**DOCUMENT SEGMENT:**
-*-

Silk is derived from silkworms and has been a symbol of luxury for centuries. Reeled silk is smooth and shiny, while spun silk is more textured. Silk is strong and can last a long time if not exposed to sunlight, as long as not mildewing easily.

Silk is beautiful, but due to its cost, is only used in high-end fabrics. It can be dry cleaned or cleaned with a mild detergent

Wool

Wool is obtained from sheep fleece, and the term "virgin wool" denotes new, not recycled wool. Wool's texture can range from soft and fuzzy to hard and smooth.

Wool is wrinkle- and soil-resistant and can stand up to abrasion, mildew, and sunlight; however, it does need to be protected from insects.

It makes a durable, but relatively expensive upholstery fabric and is often blended with synthetic fibers. To clean wool, either dry clean or use a mild detergent and cold water.

Synthetic or Man-made Fibers

Synthetic fibers or polymers such as microfiber are the most extensively used group of fibers in modern upholstery. There are endless possibilities in textures, colors, and patterns with these fibers. As a rule, they also hold up well to all kinds of wear and tear.

Acetate

Acetate is a synthetic fiber made from cellulose acetate. Acetate has a luxurious look and feel with strong luster and a good ability to take dyes.

Acetate is resistant to shrinkage, wrinkling, and mildew, but does not resist solvents or abrasion. Acetate is used extensively in blends to impart softness and luster and is also found in novelty fabrics, lining, and taffetas. It is easily cleaned with soap and water or by dry cleaning.

Acrylic

Acrylic fibers are also man-made and include such brand names as Orlon, Acrilan, Dolan, and Dralon. With a soft, wooly, and natural feel, acrylic is used to create plush velvets.

Acrylic fabrics are quick drying and resistant to sunlight, fading, mildew, and insects; however, it is not flame-retardant.

Acrylics make excellent outdoor fabrics. To clean, either wash with soap and water or dry clean.

Nylon

Nylon is the generic name for a group of chemically related fibers and was introduced by DuPont in 1939. It dyes and drapes well, and has a good luster.

Nylon is very durable as it is extremely resistant to abrasion, mildew, insects, and wrinkling; it does have poor resistance to sunlight. It is extensively used to create velvets, woven fabrics, and knits. You can either dry clean or wash it.

Olefin

Olefin is derived from petroleum and can mimic wool in appearance. It resists moisture, mildew, chemicals, and abrasion.

-*-

**PROBLEMS:**
(A) In the upholstery fiber guide, turn the paragraph starting "Nylon is very durable" into a short bulleted list that keeps its main facts.
(B) Retype all of the records below word for word, omitting the picture.

**INFORMATION SUPPLIED:**
-*-

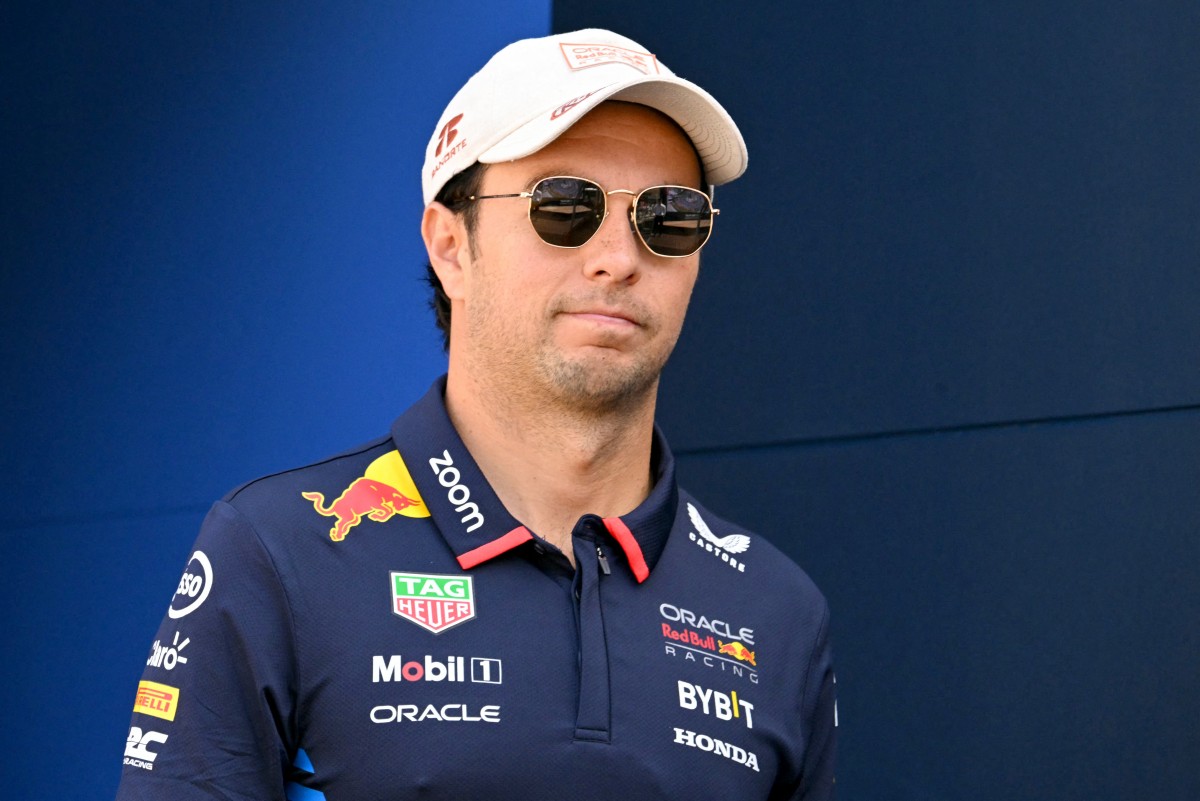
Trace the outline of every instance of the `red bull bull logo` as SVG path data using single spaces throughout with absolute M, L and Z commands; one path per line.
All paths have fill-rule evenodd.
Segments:
M 754 664 L 754 667 L 756 668 L 758 667 L 754 661 L 754 651 L 748 649 L 742 643 L 738 643 L 737 640 L 733 640 L 732 643 L 722 643 L 721 640 L 716 640 L 716 652 L 728 654 L 739 662 L 749 662 L 750 664 Z
M 329 529 L 329 538 L 340 542 L 362 518 L 384 523 L 395 514 L 428 517 L 430 510 L 416 492 L 416 484 L 400 456 L 390 451 L 367 465 L 366 472 L 355 478 L 335 501 L 325 505 L 323 493 L 300 493 L 312 501 L 318 514 L 337 518 Z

-*-

**PER-TASK OUTPUTS:**
(A)
- Very durable: highly resistant to abrasion, mildew, insects, and wrinkling
- Poor resistance to sunlight
- Widely used for velvets, woven fabrics, and knits
- Can be dry cleaned or washed

(B)
Trace the outline of every instance of the `red bull bull logo` as SVG path data using single spaces throughout with absolute M, L and Z commands; one path per line.
All paths have fill-rule evenodd.
Segments:
M 754 664 L 754 667 L 756 668 L 758 667 L 754 661 L 754 651 L 748 649 L 742 643 L 738 643 L 737 640 L 733 640 L 732 643 L 722 643 L 721 640 L 716 640 L 716 652 L 728 654 L 739 662 L 749 662 L 750 664 Z
M 329 529 L 329 538 L 340 542 L 362 518 L 384 523 L 395 514 L 428 517 L 430 510 L 416 492 L 416 484 L 400 456 L 390 451 L 367 465 L 366 472 L 355 478 L 335 501 L 325 505 L 323 493 L 300 493 L 312 501 L 318 514 L 337 518 Z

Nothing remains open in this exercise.